*Exercise directions*:
Locate the line that contains "of the green". Reproduce it and all following lines up to the end of the material, exactly and with nothing added.

[Stored items]
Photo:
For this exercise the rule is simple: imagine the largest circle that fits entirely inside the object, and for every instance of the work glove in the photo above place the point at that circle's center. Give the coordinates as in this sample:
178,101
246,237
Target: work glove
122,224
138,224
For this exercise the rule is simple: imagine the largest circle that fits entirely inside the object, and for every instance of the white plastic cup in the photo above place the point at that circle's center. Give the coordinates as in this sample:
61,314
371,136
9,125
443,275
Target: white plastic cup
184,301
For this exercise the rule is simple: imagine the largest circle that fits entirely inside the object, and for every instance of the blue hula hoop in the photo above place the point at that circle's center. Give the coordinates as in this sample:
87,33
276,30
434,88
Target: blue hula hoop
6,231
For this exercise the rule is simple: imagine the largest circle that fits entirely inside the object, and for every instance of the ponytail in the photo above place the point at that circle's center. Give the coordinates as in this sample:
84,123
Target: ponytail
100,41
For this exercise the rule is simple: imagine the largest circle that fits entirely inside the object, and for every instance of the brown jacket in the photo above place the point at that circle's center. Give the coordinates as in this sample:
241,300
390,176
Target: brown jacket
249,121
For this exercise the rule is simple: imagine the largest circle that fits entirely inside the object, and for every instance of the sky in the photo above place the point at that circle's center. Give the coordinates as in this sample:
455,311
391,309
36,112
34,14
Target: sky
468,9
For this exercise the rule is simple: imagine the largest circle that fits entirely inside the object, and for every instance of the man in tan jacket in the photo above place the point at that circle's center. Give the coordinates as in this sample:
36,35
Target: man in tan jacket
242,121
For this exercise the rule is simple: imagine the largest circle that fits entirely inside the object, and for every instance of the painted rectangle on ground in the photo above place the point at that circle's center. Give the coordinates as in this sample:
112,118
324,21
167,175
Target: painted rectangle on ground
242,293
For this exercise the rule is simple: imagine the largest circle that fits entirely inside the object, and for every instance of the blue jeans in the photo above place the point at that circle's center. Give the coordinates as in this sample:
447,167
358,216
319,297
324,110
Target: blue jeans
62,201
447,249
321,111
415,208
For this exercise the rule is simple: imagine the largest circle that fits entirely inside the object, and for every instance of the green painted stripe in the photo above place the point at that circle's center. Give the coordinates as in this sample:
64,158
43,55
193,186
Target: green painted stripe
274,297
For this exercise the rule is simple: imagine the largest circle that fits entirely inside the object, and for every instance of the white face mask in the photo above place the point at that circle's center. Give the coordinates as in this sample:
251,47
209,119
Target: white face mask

*Task solution*:
For this exercise the rule is simple: imagine the largest circle that fits entirely inside the object, and for every instance of the green painted stripe in the photo above place the point at that circle's center. Give the coordinates as in this sample:
64,158
43,55
193,186
Target: green painted stripe
274,297
For this exercise the rule is simple: imagine the largest circle that fits entirely inside the object, and for every instance of the white face mask in the photo above place the point at that circle's center. Give the coordinates as in this sample:
251,47
209,119
Target: white face mask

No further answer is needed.